# Shitty ass week with the gto



## Zachary Cote (Jan 26, 2018)

I drove from Maryland to North Carolina to visit my family and I’m pretty sure my throw out bearing is going out and than I hear a clunk in the back every once in a while I wonder if it’s the drive shaft bearing it doesn’t sound like the rear end. And than when I came back my check engine light came on so I stopped and bought a code reader and says it’s my mass air flow sensor. Just wondering what that clunking shit is


----------



## GTO44 (Apr 11, 2016)

Damn sorry to hear! That random clunk that sounds like its coming from the rear is most likely the factory drive line slack when u load or unload it. Theres some slop in the diff, guibos, carrier bearing ect. When u go from an unloaded state to loaded state, ie release the clutch into gear, the drive shaft will move some before it starts to move and clank the pinon gear against the ring gear. Thats completely normal. Unless its a thud, thud, thud right when u take off or at low rpm, which would be a torn center carrier bearing. Just check the rubber on the carrier bearing make sure the rubber isnt ripped and is making contact all the way around the bearing.

The mass airflow CEL may just be carbon build up on the sensor. Clean it with some maf cleaner from ur local auto store. Also clean the throttle body opening and behind the blades, and make sure the intake tube is clean. Basically get all the junk out and reset the check engine codes. If it pops again replace the mass airflow censor.

The TOB isnt as easy. I think i commented on another post u made about this or maybe it was someone else asking about the TOB and slave. The trans has to come out. The tob is attached to the slave so you'll need to buy a new slave to get a new tob. You can get the LUK slave for f-bodies, swap the hydraulic line fitting, and save $100. You're pilot bearing could be toast as well if you're hearing grinding sometimes with clutch depressed while still in gear. 

If u happen to be mechanically inclined, pulling the trans is a pretty straight forward ordeal. I can help you with directions if u go that route and do it yourself.


----------



## Zachary Cote (Jan 26, 2018)

Yea definitely no thud noise it stops right away as soon as I’m rolling. That’s nice to hear that that’s normal. Now would buying a one piece drive shaft fix that? And I’m planning on cleaning the mafs today or tomorrow and throttle body. And the TOB I’m thinking it’s more the TOB more than the pilot bearing from other things I’ve been reading. I’ve changed a clutch and shit before on my Jeep Wrangler that was lifted and very easy to get to lol so I’m probably just gonna take her in and get it done I’m just gonna replace everything while the transmission is off. And I will check into that slave cylinder too


----------



## Zachary Cote (Jan 26, 2018)

New clutch flywheel installed today runs so much smoother!


----------

■ **Data provided**:
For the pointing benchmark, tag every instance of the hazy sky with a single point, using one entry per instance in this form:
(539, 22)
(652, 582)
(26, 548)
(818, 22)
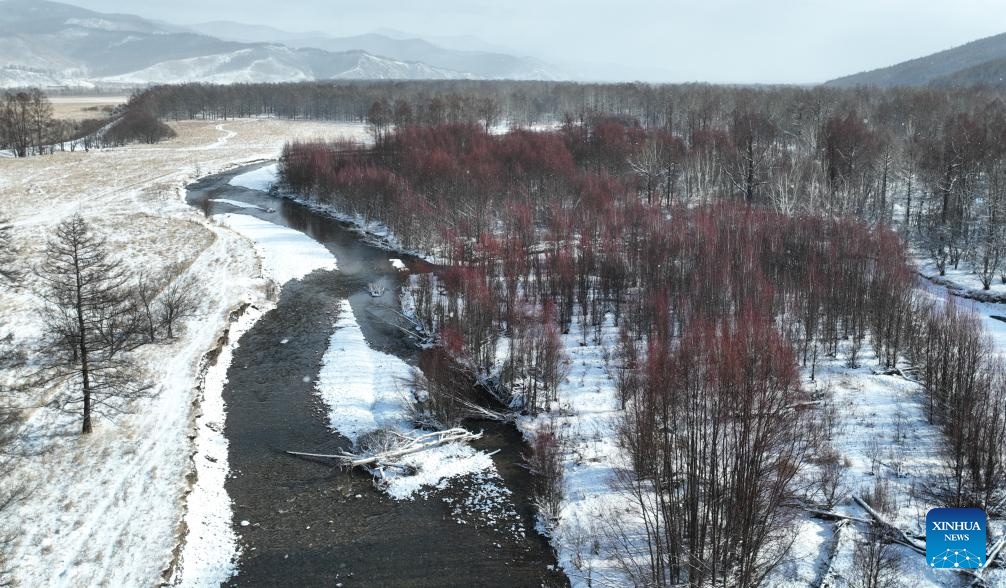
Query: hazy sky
(712, 40)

■ **Problems and tasks**:
a) In the GTO forum thread, what part did the code reader blame for the check engine light?
b) Copy the records line for line, leaving out the picture.

■ **Responses for each task**:
a) The mass air flow sensor.

b)
For the pointing benchmark, tag every instance of the hazy sky with a single point, using one entry per instance in this form:
(539, 22)
(652, 582)
(26, 548)
(818, 22)
Query: hazy sky
(712, 40)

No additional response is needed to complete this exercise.